» **EXERCISE DIRECTIONS**
Retype the entries exactly, but skip the pictures.

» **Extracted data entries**
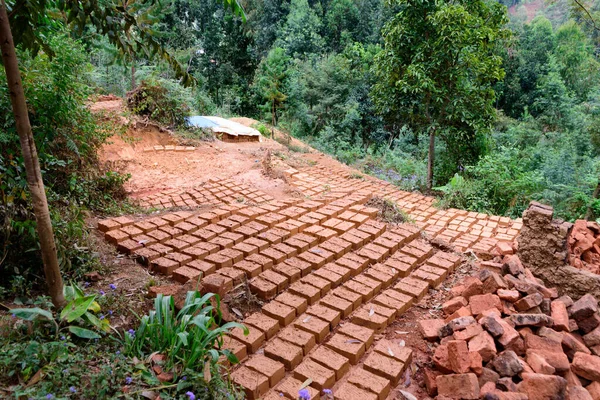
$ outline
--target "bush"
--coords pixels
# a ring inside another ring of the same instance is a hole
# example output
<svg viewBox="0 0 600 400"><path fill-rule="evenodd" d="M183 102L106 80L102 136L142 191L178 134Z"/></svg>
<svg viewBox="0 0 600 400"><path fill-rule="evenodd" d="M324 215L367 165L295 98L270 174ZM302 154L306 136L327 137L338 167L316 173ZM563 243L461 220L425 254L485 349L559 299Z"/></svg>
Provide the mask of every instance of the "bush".
<svg viewBox="0 0 600 400"><path fill-rule="evenodd" d="M127 106L135 114L173 127L185 125L194 103L191 89L162 78L148 78L127 93Z"/></svg>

» **WRITTEN SOLUTION**
$ outline
--target "bush"
--coords pixels
# a ring inside another ring of the same instance is a hole
# example output
<svg viewBox="0 0 600 400"><path fill-rule="evenodd" d="M183 102L106 80L102 136L142 191L178 134Z"/></svg>
<svg viewBox="0 0 600 400"><path fill-rule="evenodd" d="M324 215L367 165L295 98L270 174ZM302 154L306 136L327 137L338 167L316 173ZM563 243L461 220L425 254L485 349L559 299Z"/></svg>
Provide the mask of every instance of the "bush".
<svg viewBox="0 0 600 400"><path fill-rule="evenodd" d="M127 106L135 114L173 127L185 125L194 103L191 89L162 78L148 78L127 93Z"/></svg>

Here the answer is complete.